▶ _EXERCISE PROMPT_: Return, unaltered, every line from the beginning of the material below up to and including the one with "point(654, 570)".

++++ EXCERPTED RECORDS

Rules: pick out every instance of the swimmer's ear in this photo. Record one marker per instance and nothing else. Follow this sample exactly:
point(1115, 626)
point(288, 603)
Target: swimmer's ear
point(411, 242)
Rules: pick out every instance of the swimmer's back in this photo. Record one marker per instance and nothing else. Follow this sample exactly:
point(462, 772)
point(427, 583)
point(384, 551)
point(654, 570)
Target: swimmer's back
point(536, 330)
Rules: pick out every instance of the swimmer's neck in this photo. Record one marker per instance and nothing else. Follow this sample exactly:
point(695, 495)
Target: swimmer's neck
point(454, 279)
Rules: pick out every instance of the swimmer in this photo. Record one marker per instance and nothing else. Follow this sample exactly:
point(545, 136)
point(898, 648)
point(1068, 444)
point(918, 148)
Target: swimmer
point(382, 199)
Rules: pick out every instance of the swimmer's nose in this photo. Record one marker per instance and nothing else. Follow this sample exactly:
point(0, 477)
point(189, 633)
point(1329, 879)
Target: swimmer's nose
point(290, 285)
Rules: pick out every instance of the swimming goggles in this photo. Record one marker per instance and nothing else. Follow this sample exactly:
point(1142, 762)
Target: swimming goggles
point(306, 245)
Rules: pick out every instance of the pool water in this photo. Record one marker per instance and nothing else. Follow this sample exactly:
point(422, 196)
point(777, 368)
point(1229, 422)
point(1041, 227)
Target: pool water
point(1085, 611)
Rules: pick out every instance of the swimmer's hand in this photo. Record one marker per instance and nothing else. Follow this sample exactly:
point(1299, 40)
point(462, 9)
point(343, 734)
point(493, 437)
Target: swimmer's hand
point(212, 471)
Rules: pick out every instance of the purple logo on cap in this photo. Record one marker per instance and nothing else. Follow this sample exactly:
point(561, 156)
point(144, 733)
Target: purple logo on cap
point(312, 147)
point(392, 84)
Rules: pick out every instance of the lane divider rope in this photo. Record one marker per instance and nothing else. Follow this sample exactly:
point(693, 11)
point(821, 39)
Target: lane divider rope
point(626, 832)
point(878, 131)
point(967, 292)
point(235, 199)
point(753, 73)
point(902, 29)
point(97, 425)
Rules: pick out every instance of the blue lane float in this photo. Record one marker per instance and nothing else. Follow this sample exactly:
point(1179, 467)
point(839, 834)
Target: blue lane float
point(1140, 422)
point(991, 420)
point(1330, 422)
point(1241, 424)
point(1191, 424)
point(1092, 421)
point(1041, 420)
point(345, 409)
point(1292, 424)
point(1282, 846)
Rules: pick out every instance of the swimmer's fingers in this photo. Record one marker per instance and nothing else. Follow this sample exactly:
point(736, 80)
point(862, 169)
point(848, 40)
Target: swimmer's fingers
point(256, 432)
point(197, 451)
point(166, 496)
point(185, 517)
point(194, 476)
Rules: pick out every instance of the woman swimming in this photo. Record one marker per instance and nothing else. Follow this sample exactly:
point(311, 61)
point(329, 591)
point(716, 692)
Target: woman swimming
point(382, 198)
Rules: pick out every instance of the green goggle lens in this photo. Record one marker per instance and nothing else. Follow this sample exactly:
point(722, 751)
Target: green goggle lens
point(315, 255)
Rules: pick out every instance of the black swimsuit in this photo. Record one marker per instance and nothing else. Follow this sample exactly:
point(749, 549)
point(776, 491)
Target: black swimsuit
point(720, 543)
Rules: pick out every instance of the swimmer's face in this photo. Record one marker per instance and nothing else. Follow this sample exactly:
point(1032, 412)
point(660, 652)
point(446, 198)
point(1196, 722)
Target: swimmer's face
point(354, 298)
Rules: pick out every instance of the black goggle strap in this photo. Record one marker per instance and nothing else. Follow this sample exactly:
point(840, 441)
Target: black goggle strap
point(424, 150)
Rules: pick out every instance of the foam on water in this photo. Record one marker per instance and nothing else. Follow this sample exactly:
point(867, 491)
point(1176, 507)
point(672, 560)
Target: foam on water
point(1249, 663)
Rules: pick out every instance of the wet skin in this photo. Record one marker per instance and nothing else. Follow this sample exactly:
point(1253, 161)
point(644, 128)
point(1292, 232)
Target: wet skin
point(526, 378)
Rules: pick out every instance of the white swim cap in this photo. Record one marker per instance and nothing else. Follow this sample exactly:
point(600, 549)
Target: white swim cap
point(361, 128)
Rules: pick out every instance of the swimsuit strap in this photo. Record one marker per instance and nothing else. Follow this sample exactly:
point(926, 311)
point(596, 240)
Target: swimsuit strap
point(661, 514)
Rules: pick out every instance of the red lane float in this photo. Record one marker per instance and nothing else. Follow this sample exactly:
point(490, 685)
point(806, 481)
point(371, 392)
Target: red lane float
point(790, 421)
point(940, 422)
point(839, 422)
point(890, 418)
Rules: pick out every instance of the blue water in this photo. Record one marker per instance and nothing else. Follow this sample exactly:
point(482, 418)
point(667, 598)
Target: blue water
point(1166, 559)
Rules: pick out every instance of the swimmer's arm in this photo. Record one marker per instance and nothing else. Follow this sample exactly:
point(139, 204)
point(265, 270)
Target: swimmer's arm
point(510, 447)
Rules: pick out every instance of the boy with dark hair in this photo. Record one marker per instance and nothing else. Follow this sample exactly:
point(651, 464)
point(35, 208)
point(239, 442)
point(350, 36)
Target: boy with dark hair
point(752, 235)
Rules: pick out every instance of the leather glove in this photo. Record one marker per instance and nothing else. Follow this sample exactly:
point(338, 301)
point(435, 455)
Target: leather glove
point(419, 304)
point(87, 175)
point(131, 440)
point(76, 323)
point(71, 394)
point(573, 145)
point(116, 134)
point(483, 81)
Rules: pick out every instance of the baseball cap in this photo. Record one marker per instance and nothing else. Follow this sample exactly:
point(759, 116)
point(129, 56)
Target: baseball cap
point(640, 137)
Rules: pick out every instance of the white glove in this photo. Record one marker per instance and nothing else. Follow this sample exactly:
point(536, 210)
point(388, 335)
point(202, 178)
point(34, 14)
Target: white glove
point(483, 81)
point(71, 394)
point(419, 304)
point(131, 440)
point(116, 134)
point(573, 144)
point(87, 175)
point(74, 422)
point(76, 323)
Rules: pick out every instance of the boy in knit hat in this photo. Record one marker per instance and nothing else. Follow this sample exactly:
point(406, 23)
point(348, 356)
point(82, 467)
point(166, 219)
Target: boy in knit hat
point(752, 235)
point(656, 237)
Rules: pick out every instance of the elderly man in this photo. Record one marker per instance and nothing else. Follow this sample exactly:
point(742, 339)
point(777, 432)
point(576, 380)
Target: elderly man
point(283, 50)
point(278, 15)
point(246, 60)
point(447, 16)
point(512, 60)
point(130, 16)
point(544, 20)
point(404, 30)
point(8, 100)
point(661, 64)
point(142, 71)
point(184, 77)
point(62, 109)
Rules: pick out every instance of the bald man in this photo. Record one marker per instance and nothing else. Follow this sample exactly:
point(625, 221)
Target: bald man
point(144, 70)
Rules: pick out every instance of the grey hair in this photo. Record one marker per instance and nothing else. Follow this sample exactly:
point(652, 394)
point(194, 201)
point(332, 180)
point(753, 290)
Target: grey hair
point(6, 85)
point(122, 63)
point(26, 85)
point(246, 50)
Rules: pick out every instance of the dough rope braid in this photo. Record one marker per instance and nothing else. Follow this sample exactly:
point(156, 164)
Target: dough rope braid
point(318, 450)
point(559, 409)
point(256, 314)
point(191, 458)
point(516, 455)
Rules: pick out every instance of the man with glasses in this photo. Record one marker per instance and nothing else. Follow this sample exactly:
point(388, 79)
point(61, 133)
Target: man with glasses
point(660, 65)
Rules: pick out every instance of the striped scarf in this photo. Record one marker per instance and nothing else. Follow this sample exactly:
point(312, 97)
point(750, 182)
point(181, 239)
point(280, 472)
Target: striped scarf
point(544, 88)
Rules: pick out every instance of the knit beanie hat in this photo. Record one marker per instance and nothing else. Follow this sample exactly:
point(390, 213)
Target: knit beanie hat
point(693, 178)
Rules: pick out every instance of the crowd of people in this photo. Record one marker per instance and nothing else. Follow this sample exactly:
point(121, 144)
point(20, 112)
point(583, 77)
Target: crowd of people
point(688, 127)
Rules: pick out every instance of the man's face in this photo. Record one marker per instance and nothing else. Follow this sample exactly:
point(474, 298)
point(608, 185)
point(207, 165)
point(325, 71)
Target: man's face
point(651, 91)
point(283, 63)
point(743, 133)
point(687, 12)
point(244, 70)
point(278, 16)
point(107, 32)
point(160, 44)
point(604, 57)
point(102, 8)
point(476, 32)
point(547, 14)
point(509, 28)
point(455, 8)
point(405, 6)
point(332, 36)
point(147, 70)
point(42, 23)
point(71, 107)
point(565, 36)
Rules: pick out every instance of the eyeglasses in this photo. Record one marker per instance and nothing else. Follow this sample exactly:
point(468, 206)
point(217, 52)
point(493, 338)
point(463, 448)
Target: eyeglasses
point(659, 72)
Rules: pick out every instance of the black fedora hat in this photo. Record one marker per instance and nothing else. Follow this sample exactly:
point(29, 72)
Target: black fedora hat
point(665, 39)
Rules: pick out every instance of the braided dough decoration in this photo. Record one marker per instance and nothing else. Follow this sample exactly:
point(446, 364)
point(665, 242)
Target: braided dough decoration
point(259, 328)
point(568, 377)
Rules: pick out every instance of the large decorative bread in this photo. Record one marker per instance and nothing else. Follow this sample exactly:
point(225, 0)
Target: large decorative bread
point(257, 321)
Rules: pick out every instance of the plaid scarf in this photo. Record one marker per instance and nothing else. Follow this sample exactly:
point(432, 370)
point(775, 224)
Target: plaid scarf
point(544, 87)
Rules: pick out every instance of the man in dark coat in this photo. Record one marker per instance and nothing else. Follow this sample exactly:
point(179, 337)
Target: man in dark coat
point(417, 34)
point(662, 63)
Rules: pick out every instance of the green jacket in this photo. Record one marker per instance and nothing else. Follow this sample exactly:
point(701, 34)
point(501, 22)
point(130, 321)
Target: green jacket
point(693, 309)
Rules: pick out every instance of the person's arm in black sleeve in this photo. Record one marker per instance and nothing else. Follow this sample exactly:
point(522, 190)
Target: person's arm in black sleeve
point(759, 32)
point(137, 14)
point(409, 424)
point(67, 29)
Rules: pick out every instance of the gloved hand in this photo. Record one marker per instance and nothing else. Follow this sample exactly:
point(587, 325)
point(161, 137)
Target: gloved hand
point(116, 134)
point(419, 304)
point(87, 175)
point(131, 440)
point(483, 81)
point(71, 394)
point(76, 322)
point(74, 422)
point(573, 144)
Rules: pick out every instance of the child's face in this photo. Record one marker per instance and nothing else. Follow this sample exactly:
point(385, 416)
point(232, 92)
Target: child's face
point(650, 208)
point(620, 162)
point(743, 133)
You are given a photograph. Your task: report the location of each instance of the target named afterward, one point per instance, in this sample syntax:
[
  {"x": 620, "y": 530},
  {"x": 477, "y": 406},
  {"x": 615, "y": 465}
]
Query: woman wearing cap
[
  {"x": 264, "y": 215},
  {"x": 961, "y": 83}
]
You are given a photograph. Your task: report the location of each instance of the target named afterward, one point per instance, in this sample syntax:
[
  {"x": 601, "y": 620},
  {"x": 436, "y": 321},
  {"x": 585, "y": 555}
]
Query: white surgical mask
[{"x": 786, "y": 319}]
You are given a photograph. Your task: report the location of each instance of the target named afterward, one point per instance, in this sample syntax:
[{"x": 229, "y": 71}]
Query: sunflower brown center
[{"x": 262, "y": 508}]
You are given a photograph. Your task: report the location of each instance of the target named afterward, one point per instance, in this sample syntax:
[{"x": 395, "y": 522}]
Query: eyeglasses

++++++++

▶ _RESPONSE TO THE TASK_:
Rules: pick out every instance of the swimmer's ear in this photo. Record one marker per instance and nothing else. Follow this sample exactly:
point(1115, 626)
point(288, 603)
Target: swimmer's ear
point(411, 242)
Rules: pick out every instance of the swimmer's back in this photo. Record one marker per instance and nothing else. Follow this sample exactly:
point(462, 772)
point(427, 583)
point(384, 551)
point(654, 570)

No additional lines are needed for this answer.